**Goal**
Rewrite the rows from the line containing "the distant mountain" through the end of the rows, substituting "pixel positions" for "pixel coordinates" and leaving everything else in those lines unchanged.

==================================================

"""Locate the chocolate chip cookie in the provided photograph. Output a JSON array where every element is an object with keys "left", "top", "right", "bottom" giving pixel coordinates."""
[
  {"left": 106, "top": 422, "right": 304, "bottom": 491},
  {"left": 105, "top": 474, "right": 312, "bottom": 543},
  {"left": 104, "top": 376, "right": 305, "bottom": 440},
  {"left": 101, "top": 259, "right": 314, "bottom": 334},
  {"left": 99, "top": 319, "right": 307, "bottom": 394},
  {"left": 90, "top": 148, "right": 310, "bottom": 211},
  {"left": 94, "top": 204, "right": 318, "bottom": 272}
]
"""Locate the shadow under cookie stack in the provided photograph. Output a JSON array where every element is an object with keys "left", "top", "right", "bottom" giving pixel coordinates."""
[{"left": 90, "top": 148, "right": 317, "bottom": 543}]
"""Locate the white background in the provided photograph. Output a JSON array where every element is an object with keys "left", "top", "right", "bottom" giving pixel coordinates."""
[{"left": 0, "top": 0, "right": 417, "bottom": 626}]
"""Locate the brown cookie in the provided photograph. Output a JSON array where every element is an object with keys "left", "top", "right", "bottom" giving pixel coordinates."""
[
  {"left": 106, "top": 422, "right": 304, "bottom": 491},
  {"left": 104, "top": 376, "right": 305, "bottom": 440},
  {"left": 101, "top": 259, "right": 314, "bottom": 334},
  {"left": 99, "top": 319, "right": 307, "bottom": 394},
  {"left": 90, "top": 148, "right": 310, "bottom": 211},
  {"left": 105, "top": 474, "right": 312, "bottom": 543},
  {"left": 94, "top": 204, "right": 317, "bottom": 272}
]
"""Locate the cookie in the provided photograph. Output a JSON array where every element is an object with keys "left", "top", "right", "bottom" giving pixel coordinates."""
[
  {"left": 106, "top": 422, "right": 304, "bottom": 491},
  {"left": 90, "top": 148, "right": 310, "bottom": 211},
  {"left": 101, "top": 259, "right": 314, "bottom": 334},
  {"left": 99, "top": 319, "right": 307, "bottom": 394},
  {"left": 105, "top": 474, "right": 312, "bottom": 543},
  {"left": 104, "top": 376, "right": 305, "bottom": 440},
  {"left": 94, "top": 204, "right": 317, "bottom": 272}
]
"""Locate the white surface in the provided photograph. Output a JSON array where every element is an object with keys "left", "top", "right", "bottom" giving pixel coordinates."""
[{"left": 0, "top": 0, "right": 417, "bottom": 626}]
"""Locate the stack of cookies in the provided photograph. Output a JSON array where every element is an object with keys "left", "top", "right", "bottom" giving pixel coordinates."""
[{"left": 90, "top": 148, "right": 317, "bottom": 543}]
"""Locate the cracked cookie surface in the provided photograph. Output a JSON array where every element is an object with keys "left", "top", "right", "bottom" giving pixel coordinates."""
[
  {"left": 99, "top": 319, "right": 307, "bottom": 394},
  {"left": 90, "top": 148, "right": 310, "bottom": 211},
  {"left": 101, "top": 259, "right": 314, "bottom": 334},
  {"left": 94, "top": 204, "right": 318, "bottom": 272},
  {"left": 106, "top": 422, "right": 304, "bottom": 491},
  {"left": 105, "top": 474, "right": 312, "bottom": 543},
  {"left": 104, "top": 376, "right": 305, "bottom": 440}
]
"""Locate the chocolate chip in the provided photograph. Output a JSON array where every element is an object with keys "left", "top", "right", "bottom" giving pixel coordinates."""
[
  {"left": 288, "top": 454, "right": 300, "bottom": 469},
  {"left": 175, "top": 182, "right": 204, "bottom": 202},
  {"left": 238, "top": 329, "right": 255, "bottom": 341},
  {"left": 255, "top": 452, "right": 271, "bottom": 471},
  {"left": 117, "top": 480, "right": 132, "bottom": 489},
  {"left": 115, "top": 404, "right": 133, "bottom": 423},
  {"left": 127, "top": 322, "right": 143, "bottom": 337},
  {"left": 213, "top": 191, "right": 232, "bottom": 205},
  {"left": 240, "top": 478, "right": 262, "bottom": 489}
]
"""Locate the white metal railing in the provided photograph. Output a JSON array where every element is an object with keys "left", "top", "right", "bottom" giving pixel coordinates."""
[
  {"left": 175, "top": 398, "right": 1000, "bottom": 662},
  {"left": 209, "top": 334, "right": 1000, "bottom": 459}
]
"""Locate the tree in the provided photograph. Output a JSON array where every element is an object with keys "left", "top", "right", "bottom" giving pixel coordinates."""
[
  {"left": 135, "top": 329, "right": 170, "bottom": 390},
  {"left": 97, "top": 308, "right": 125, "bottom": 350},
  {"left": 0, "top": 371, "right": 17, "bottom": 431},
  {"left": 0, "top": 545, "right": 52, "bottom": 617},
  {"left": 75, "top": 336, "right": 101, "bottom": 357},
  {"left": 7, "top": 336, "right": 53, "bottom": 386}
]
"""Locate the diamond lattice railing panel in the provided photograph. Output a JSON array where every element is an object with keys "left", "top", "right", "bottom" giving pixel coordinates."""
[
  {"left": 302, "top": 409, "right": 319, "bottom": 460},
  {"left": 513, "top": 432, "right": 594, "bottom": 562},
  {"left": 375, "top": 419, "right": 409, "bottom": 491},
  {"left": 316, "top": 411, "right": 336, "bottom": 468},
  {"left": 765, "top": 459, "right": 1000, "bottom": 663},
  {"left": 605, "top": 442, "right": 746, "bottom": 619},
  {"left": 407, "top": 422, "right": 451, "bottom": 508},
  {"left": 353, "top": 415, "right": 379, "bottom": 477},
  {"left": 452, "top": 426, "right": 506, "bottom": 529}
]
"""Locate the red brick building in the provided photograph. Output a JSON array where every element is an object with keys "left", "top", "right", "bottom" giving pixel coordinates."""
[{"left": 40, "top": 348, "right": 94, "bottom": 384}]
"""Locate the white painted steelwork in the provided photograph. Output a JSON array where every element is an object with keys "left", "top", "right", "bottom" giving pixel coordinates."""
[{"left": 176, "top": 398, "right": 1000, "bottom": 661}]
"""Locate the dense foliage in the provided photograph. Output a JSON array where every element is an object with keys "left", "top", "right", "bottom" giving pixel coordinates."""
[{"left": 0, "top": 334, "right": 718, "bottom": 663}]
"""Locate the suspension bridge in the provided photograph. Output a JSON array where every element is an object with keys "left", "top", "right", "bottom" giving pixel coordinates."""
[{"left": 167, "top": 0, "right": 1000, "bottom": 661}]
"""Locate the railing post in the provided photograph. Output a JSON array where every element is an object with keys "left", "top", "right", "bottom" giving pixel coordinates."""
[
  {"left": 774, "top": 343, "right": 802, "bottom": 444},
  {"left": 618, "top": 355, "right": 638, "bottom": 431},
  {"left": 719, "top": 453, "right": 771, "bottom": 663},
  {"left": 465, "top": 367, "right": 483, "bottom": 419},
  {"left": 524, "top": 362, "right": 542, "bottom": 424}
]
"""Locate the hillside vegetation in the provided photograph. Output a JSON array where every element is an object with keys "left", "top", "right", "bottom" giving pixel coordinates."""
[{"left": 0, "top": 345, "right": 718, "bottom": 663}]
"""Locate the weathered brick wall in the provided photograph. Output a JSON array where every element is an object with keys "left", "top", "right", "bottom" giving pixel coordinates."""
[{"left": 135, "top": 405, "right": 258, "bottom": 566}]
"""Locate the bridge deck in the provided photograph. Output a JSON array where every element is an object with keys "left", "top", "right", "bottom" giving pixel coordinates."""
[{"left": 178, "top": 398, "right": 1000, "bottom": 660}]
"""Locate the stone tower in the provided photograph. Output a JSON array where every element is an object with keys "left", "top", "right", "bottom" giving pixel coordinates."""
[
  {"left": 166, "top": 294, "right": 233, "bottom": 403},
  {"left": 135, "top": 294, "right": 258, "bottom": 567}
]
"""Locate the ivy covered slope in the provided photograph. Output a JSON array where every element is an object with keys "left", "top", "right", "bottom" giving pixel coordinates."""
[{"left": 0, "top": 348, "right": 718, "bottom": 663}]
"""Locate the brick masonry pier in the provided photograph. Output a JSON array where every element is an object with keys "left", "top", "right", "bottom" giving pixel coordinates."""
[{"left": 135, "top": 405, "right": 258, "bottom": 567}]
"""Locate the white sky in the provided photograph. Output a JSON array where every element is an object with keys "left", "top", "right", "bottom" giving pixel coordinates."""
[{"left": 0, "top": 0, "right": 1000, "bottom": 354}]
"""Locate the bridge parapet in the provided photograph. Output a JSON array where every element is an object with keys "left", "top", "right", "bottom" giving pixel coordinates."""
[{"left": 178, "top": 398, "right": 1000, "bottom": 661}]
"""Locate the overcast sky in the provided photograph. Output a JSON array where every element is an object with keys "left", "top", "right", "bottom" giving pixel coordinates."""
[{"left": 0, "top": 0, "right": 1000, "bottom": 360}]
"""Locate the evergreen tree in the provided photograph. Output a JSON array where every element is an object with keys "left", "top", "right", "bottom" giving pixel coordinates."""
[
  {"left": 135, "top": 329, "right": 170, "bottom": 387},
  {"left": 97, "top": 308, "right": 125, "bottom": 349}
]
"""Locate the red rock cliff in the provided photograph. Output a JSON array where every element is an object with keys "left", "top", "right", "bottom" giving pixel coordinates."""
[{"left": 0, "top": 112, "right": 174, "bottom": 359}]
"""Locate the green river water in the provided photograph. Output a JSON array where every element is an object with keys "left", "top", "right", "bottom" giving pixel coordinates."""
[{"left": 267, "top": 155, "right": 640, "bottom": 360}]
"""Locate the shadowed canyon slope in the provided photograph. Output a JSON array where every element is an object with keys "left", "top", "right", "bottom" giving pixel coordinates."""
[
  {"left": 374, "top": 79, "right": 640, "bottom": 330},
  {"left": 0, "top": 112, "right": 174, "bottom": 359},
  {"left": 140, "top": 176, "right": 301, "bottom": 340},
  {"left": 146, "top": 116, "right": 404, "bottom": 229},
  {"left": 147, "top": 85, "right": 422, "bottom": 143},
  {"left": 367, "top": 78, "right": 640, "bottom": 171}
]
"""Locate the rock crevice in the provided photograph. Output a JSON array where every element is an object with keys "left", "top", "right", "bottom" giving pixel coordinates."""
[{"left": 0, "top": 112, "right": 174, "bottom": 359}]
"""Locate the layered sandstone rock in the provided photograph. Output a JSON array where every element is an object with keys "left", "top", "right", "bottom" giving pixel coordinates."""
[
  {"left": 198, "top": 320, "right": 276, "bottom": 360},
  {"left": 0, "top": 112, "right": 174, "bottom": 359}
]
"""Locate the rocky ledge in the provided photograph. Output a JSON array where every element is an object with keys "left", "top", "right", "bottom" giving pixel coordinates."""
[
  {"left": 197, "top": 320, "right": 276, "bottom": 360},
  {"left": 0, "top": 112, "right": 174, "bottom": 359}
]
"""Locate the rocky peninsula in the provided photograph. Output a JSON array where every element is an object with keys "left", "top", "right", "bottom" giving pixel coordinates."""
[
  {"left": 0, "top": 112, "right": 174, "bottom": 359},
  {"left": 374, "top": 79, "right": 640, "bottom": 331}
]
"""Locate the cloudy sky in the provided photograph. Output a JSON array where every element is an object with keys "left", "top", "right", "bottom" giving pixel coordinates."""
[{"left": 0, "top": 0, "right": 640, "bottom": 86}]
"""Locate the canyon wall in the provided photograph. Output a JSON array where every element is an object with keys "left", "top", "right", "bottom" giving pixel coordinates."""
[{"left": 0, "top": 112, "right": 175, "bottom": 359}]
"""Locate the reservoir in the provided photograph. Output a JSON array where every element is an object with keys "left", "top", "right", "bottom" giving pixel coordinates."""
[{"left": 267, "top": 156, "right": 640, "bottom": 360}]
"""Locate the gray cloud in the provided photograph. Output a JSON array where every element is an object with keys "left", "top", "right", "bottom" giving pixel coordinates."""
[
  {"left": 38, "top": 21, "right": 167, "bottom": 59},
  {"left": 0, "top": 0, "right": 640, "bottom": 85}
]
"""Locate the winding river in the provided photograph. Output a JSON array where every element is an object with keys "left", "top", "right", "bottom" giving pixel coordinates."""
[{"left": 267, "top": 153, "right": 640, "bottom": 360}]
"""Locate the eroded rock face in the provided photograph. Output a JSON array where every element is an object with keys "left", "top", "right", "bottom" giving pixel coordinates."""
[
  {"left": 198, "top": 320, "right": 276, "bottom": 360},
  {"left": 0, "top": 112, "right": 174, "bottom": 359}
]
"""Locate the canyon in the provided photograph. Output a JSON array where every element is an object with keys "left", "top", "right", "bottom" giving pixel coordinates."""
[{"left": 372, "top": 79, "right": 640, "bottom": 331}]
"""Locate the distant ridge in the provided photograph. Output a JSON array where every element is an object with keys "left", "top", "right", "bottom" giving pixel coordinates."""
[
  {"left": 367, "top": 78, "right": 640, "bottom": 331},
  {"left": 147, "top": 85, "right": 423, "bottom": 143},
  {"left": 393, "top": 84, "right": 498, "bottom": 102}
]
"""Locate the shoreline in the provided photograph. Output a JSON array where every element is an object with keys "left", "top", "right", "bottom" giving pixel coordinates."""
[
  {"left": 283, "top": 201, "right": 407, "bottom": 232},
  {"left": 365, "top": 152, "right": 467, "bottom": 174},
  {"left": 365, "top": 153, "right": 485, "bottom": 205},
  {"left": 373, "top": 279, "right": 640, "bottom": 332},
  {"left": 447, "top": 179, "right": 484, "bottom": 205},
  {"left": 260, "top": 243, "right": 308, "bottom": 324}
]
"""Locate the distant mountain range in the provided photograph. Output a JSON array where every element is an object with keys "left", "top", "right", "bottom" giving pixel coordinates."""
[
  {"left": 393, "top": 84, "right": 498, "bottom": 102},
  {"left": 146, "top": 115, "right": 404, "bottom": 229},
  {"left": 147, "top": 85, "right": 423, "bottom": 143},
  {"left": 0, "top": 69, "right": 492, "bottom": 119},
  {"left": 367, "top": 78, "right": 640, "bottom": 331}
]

==================================================

**Task answer**
"""Locate the distant mountain range in the provided photograph. Output a JSON array where every element is an object with keys "left", "top", "right", "bottom" giving pixel positions."""
[
  {"left": 393, "top": 84, "right": 498, "bottom": 102},
  {"left": 146, "top": 115, "right": 404, "bottom": 229},
  {"left": 147, "top": 85, "right": 423, "bottom": 143},
  {"left": 0, "top": 69, "right": 492, "bottom": 119},
  {"left": 367, "top": 78, "right": 640, "bottom": 331}
]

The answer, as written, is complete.